__Exercise inputs__
▽

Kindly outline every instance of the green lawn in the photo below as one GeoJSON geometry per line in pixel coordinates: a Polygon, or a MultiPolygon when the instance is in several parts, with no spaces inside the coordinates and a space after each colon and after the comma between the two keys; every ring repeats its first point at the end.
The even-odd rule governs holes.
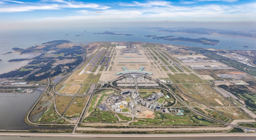
{"type": "Polygon", "coordinates": [[[175,66],[174,67],[174,68],[175,68],[176,69],[178,70],[179,72],[184,72],[179,67],[176,66],[175,66]]]}
{"type": "Polygon", "coordinates": [[[104,68],[105,68],[104,66],[101,66],[101,68],[99,68],[99,71],[103,71],[103,70],[104,69],[104,68]]]}
{"type": "Polygon", "coordinates": [[[164,64],[165,64],[166,65],[169,65],[169,63],[168,62],[166,62],[166,61],[162,57],[158,57],[158,58],[159,58],[159,59],[160,59],[160,60],[161,60],[161,61],[162,61],[162,62],[164,64]]]}
{"type": "Polygon", "coordinates": [[[154,54],[155,54],[156,55],[160,56],[159,54],[158,54],[157,53],[157,52],[155,51],[154,50],[152,50],[152,51],[153,52],[153,53],[154,53],[154,54]]]}
{"type": "Polygon", "coordinates": [[[158,100],[158,103],[163,103],[163,102],[165,101],[165,99],[164,99],[163,98],[160,98],[158,100]]]}
{"type": "Polygon", "coordinates": [[[165,59],[166,60],[169,60],[169,59],[168,58],[167,58],[166,57],[165,55],[161,53],[159,53],[159,54],[160,54],[161,55],[162,55],[162,57],[163,57],[163,58],[165,58],[165,59]]]}
{"type": "Polygon", "coordinates": [[[166,68],[164,66],[161,66],[161,67],[162,69],[163,69],[163,70],[164,71],[165,71],[166,72],[168,71],[166,68]]]}
{"type": "Polygon", "coordinates": [[[169,68],[170,70],[171,70],[171,71],[172,72],[177,72],[177,71],[176,71],[175,69],[174,69],[173,67],[170,66],[167,66],[167,67],[169,68]]]}
{"type": "Polygon", "coordinates": [[[187,72],[191,72],[191,71],[189,70],[188,68],[187,68],[186,67],[184,66],[180,66],[185,71],[186,71],[187,72]]]}
{"type": "Polygon", "coordinates": [[[124,116],[120,114],[118,114],[117,115],[118,117],[120,118],[123,119],[123,120],[131,121],[132,120],[132,118],[124,116]]]}
{"type": "Polygon", "coordinates": [[[129,112],[129,108],[123,108],[122,109],[122,112],[129,112]]]}

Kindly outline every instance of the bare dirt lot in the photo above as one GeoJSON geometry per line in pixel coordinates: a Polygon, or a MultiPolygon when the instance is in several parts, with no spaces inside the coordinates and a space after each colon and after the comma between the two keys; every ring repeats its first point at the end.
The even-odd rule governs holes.
{"type": "Polygon", "coordinates": [[[138,118],[153,118],[155,117],[155,113],[148,109],[138,113],[138,116],[137,116],[137,117],[138,118]]]}

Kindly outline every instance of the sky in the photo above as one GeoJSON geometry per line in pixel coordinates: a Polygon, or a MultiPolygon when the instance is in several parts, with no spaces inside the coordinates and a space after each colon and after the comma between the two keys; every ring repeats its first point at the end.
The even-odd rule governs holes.
{"type": "Polygon", "coordinates": [[[256,0],[0,0],[0,29],[111,22],[229,22],[251,26],[256,23],[256,0]]]}

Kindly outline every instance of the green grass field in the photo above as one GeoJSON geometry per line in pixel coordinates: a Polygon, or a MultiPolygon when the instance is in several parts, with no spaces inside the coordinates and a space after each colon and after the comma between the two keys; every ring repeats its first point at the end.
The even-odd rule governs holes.
{"type": "Polygon", "coordinates": [[[159,54],[158,54],[157,53],[157,52],[155,51],[154,50],[152,50],[152,51],[153,51],[153,53],[154,53],[156,55],[157,55],[157,56],[160,56],[160,55],[159,55],[159,54]]]}
{"type": "Polygon", "coordinates": [[[122,112],[129,112],[129,108],[123,108],[122,109],[122,112]]]}
{"type": "Polygon", "coordinates": [[[171,70],[171,71],[172,72],[177,72],[177,71],[176,71],[175,69],[174,69],[173,67],[170,66],[167,66],[167,67],[169,68],[169,69],[171,70]]]}
{"type": "Polygon", "coordinates": [[[161,61],[162,61],[162,62],[164,64],[165,64],[166,65],[169,65],[169,63],[168,62],[166,62],[166,61],[162,57],[158,57],[158,58],[159,58],[159,59],[160,59],[160,60],[161,60],[161,61]]]}
{"type": "Polygon", "coordinates": [[[165,59],[166,60],[169,60],[169,59],[168,59],[168,58],[167,58],[166,57],[165,55],[164,55],[163,54],[162,54],[162,53],[159,53],[159,54],[160,54],[161,55],[162,55],[162,56],[163,58],[165,58],[165,59]]]}
{"type": "Polygon", "coordinates": [[[163,71],[165,71],[166,72],[168,71],[166,68],[164,66],[161,66],[161,67],[162,69],[163,69],[163,71]]]}
{"type": "Polygon", "coordinates": [[[188,68],[187,68],[186,67],[184,66],[181,66],[180,67],[182,67],[183,69],[185,71],[187,72],[191,72],[191,71],[189,70],[188,68]]]}
{"type": "Polygon", "coordinates": [[[160,98],[158,100],[158,101],[157,101],[158,103],[163,103],[163,102],[165,101],[165,99],[162,98],[160,98]]]}
{"type": "Polygon", "coordinates": [[[104,66],[101,66],[101,67],[99,68],[99,71],[102,72],[102,71],[103,71],[103,70],[104,69],[104,68],[105,68],[104,66]]]}
{"type": "Polygon", "coordinates": [[[179,67],[176,66],[175,66],[174,67],[174,68],[176,69],[178,71],[180,72],[184,72],[179,67]]]}

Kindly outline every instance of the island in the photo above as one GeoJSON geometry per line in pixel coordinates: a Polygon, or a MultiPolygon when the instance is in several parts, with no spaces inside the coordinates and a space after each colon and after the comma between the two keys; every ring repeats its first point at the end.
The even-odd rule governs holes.
{"type": "Polygon", "coordinates": [[[164,28],[162,27],[145,27],[141,28],[148,30],[156,30],[157,32],[163,32],[170,33],[182,33],[199,35],[225,35],[229,36],[239,36],[246,37],[256,37],[256,34],[253,33],[254,30],[237,31],[232,30],[223,30],[220,29],[210,29],[205,28],[164,28]]]}
{"type": "Polygon", "coordinates": [[[120,33],[115,33],[114,32],[110,32],[106,31],[103,33],[93,33],[94,34],[102,34],[102,35],[120,35],[126,36],[133,36],[135,35],[131,35],[131,34],[121,34],[120,33]]]}
{"type": "Polygon", "coordinates": [[[206,32],[205,31],[199,31],[187,29],[185,30],[170,30],[168,29],[165,30],[161,30],[157,31],[158,32],[167,32],[170,33],[192,33],[192,34],[201,34],[201,35],[209,35],[210,34],[206,32]]]}
{"type": "Polygon", "coordinates": [[[12,53],[12,52],[10,51],[10,52],[8,52],[8,53],[5,53],[5,54],[2,54],[2,55],[3,55],[3,54],[10,54],[10,53],[12,53]]]}
{"type": "Polygon", "coordinates": [[[27,58],[20,58],[20,59],[10,59],[9,60],[7,61],[8,62],[18,62],[20,61],[22,61],[25,60],[29,60],[29,59],[27,58]]]}
{"type": "Polygon", "coordinates": [[[209,39],[206,38],[200,38],[199,39],[191,39],[188,37],[176,37],[173,36],[161,36],[157,37],[153,37],[153,39],[162,39],[164,40],[174,41],[185,41],[194,43],[198,43],[204,45],[217,45],[220,41],[219,40],[213,39],[209,39]]]}
{"type": "Polygon", "coordinates": [[[42,43],[24,49],[14,48],[21,54],[37,51],[41,54],[33,59],[16,59],[8,62],[31,60],[20,69],[0,74],[0,78],[26,77],[27,80],[40,80],[61,73],[69,72],[82,61],[86,50],[80,46],[69,44],[66,40],[58,40],[42,43]],[[49,52],[51,52],[49,53],[49,52]]]}
{"type": "Polygon", "coordinates": [[[15,51],[19,51],[22,50],[23,50],[23,49],[19,48],[13,48],[12,49],[13,50],[15,51]]]}
{"type": "Polygon", "coordinates": [[[147,36],[144,36],[144,37],[156,37],[157,36],[151,36],[150,35],[148,35],[147,36]]]}

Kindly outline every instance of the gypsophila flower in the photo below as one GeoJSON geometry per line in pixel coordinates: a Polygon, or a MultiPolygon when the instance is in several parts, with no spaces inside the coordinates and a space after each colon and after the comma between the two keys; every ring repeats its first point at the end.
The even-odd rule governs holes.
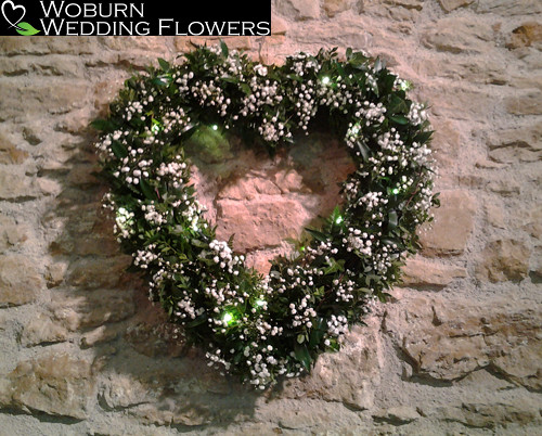
{"type": "Polygon", "coordinates": [[[426,106],[382,61],[351,50],[345,57],[321,50],[273,66],[223,43],[198,47],[128,79],[107,119],[94,121],[111,185],[104,209],[150,298],[182,328],[176,337],[257,389],[339,349],[349,326],[399,281],[416,229],[438,205],[426,106]],[[194,132],[209,149],[216,138],[249,133],[273,152],[325,119],[354,165],[340,183],[344,203],[260,274],[233,236],[217,238],[184,144],[194,132]]]}

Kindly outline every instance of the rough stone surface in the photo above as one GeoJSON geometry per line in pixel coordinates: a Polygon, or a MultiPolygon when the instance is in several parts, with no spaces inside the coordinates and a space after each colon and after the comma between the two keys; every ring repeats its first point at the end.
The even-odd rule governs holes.
{"type": "MultiPolygon", "coordinates": [[[[88,124],[131,70],[218,37],[0,38],[0,433],[534,435],[542,425],[539,0],[273,0],[251,59],[347,47],[430,103],[441,208],[338,354],[257,394],[207,368],[124,272],[88,124]]],[[[264,272],[351,170],[322,132],[192,156],[220,234],[264,272]],[[264,231],[262,231],[262,229],[264,231]]]]}

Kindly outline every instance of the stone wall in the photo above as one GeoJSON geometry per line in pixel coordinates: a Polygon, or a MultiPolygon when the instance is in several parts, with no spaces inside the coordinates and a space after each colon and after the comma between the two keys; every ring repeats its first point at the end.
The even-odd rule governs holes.
{"type": "MultiPolygon", "coordinates": [[[[542,3],[276,0],[272,27],[228,43],[266,63],[364,49],[431,103],[442,207],[404,286],[310,376],[256,395],[207,370],[124,272],[88,127],[125,78],[189,39],[2,37],[1,435],[540,431],[542,3]]],[[[274,162],[233,157],[198,180],[258,268],[348,169],[325,138],[274,162]]]]}

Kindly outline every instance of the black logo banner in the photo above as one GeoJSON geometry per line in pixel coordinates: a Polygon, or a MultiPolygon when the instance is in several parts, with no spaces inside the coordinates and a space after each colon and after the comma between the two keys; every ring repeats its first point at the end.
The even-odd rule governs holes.
{"type": "Polygon", "coordinates": [[[271,0],[0,0],[0,35],[266,36],[271,0]]]}

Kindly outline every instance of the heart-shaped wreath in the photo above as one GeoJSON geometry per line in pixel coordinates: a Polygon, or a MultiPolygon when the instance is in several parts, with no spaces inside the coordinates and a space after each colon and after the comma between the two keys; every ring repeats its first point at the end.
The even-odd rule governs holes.
{"type": "Polygon", "coordinates": [[[418,248],[416,228],[431,219],[438,200],[426,108],[379,59],[351,49],[345,61],[334,49],[272,66],[221,43],[158,63],[128,79],[108,117],[93,123],[121,247],[210,366],[259,388],[310,371],[373,298],[386,299],[418,248]],[[259,274],[232,241],[216,239],[183,145],[195,132],[222,131],[272,152],[308,132],[317,114],[356,164],[341,183],[344,206],[259,274]]]}

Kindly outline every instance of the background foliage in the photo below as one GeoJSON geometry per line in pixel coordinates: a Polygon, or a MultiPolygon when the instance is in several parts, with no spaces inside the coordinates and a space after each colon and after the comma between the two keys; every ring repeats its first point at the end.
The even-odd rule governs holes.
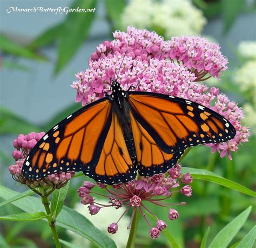
{"type": "MultiPolygon", "coordinates": [[[[15,1],[13,3],[9,1],[9,3],[8,4],[9,6],[17,4],[15,1]]],[[[47,4],[50,5],[49,3],[47,4]]],[[[59,2],[57,5],[64,6],[65,4],[62,3],[60,4],[59,2]]],[[[5,6],[6,3],[4,3],[5,6]]],[[[41,3],[43,4],[43,3],[41,3]]],[[[240,105],[249,103],[253,106],[255,102],[253,98],[255,98],[255,95],[252,97],[252,91],[242,91],[235,83],[233,76],[235,72],[243,66],[247,59],[243,58],[237,51],[236,46],[238,42],[234,44],[224,43],[224,41],[230,40],[225,37],[235,32],[234,27],[238,25],[238,22],[241,22],[242,24],[239,24],[252,32],[250,37],[244,37],[242,33],[238,34],[237,36],[239,37],[239,40],[250,39],[255,41],[255,29],[253,29],[251,23],[248,23],[246,18],[247,15],[252,15],[253,19],[255,20],[255,2],[193,0],[193,3],[202,10],[207,19],[208,24],[205,27],[207,34],[212,33],[213,39],[217,42],[220,37],[220,41],[223,42],[221,46],[228,47],[230,54],[230,51],[233,51],[230,60],[230,69],[224,74],[221,81],[209,83],[214,83],[214,86],[219,87],[240,105]],[[215,26],[214,23],[217,24],[215,26]],[[218,37],[214,36],[215,33],[214,29],[215,28],[220,30],[220,34],[218,37]]],[[[33,6],[35,4],[29,1],[24,1],[24,4],[21,7],[29,8],[31,4],[33,6]]],[[[65,4],[71,8],[96,7],[97,13],[84,15],[69,13],[63,16],[61,18],[58,18],[58,22],[49,25],[37,35],[25,38],[22,33],[14,33],[11,30],[7,32],[4,28],[4,24],[2,24],[3,30],[0,36],[0,48],[2,49],[1,69],[3,75],[1,83],[2,89],[11,88],[11,90],[8,92],[2,91],[1,98],[2,97],[6,98],[4,95],[12,97],[12,103],[9,106],[8,104],[2,102],[0,108],[1,247],[53,247],[50,230],[47,223],[42,221],[46,220],[47,216],[42,212],[43,209],[40,204],[39,199],[32,196],[30,190],[21,195],[17,192],[23,192],[26,189],[10,181],[8,167],[12,162],[11,159],[12,140],[19,133],[47,131],[70,112],[80,108],[79,104],[72,102],[74,95],[68,88],[72,83],[72,79],[74,78],[73,75],[77,70],[87,68],[87,59],[99,43],[111,39],[111,32],[122,27],[122,14],[127,5],[124,0],[76,0],[67,1],[65,4]],[[102,29],[99,27],[99,21],[107,27],[107,32],[103,35],[100,34],[102,29]],[[82,58],[82,65],[78,62],[78,56],[82,58]],[[35,75],[35,65],[41,66],[42,63],[49,65],[46,68],[50,70],[48,73],[51,74],[50,83],[42,81],[40,77],[37,77],[37,79],[33,77],[35,75]],[[68,73],[68,76],[63,76],[64,72],[68,73]],[[12,81],[14,80],[12,74],[15,75],[17,80],[19,78],[29,78],[30,84],[17,86],[16,82],[12,81]],[[37,80],[39,84],[36,83],[37,80]],[[45,104],[40,96],[44,94],[42,89],[44,83],[48,87],[47,89],[44,88],[44,91],[53,89],[54,92],[53,95],[46,94],[44,97],[46,98],[44,101],[50,103],[50,105],[45,104]],[[3,84],[6,84],[12,86],[5,88],[3,84]],[[35,84],[36,88],[31,91],[33,84],[35,84]],[[17,92],[18,89],[21,88],[23,91],[17,92]],[[63,99],[66,89],[70,96],[66,101],[63,99]],[[19,101],[22,99],[18,95],[22,93],[24,103],[21,103],[19,101]],[[36,98],[38,97],[37,102],[32,102],[29,94],[35,94],[36,98]],[[58,106],[58,109],[55,108],[55,103],[58,106]],[[23,111],[21,110],[20,104],[23,109],[25,109],[23,111]],[[42,108],[44,105],[48,107],[42,111],[38,110],[39,112],[35,115],[31,109],[31,104],[35,109],[39,106],[42,108]],[[30,117],[26,118],[26,115],[30,117]],[[35,116],[39,115],[40,118],[37,119],[35,117],[33,119],[33,115],[35,116]],[[6,186],[13,190],[6,188],[6,186]],[[22,198],[24,196],[26,198],[22,198]],[[20,198],[19,200],[17,200],[18,198],[20,198]],[[28,204],[29,201],[29,204],[28,204]],[[28,214],[21,214],[23,211],[28,214]],[[14,222],[7,221],[7,219],[12,219],[14,222]],[[29,219],[31,221],[17,221],[29,219]]],[[[4,11],[4,8],[2,8],[1,11],[4,11]]],[[[7,17],[6,14],[5,15],[7,17]]],[[[15,18],[15,17],[9,15],[8,18],[15,18]]],[[[22,24],[18,23],[17,25],[22,24]]],[[[39,26],[40,24],[37,25],[39,26]]],[[[29,25],[26,29],[29,30],[29,25]]],[[[203,35],[204,33],[203,30],[203,35]]],[[[225,54],[225,50],[223,52],[225,54]]],[[[253,52],[256,51],[252,51],[253,52]]],[[[253,72],[254,75],[255,70],[256,68],[254,68],[253,72]]],[[[254,76],[254,83],[256,83],[255,80],[254,76]]],[[[255,95],[255,92],[254,94],[255,95]]],[[[254,106],[255,107],[255,105],[254,106]]],[[[232,161],[226,158],[220,159],[219,154],[212,154],[208,147],[193,148],[182,162],[184,167],[194,168],[193,171],[188,168],[183,168],[184,173],[189,170],[195,178],[192,183],[192,197],[173,199],[177,201],[185,200],[187,206],[177,207],[180,218],[170,223],[166,235],[161,235],[157,240],[153,240],[149,238],[147,229],[144,228],[145,223],[140,222],[137,240],[138,247],[252,247],[256,233],[255,228],[253,227],[256,214],[253,198],[255,193],[248,189],[255,190],[256,188],[255,147],[255,130],[252,130],[250,141],[240,147],[237,154],[233,155],[232,161]],[[203,169],[212,172],[204,172],[201,171],[203,169]],[[248,207],[250,206],[253,207],[251,208],[248,207]]],[[[84,178],[82,176],[72,180],[65,198],[66,192],[56,193],[62,194],[63,202],[65,199],[66,207],[64,207],[61,212],[63,203],[55,202],[57,196],[53,196],[52,207],[51,207],[56,211],[56,216],[60,212],[57,218],[57,225],[63,246],[73,247],[74,245],[70,244],[73,244],[74,239],[77,238],[68,234],[66,229],[89,239],[92,242],[92,247],[114,246],[113,243],[107,237],[96,229],[97,222],[93,218],[90,219],[95,228],[90,221],[73,209],[76,203],[79,202],[76,190],[83,180],[84,178]],[[98,232],[100,234],[97,236],[98,232]]],[[[166,214],[163,213],[163,215],[164,214],[166,214]]],[[[159,213],[159,215],[160,214],[159,213]]]]}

△

__Stated problem__
Gather every line above that contains the word "green", and copy each one in full.

__Solution for this task__
Kindly outline every instance of the green lawn in the photo below as one GeoJSON geometry per line in pixel coordinates: a Polygon, or a MultiPolygon when the instance is in several parts, with no spaces inside the coordinates and a space after each colon and after the comma between the two keys; every ring repeats its first point at the end.
Kindly outline every instance of the green grass field in the photo above as one GeoJSON geometry per line in pixel coordinates: a Polygon, or a MultiPolygon when the instance is in several parts, with no spaces inside the coordinates and a space after each colon and after the comma between the two keys; every ring repeats its first point at the end.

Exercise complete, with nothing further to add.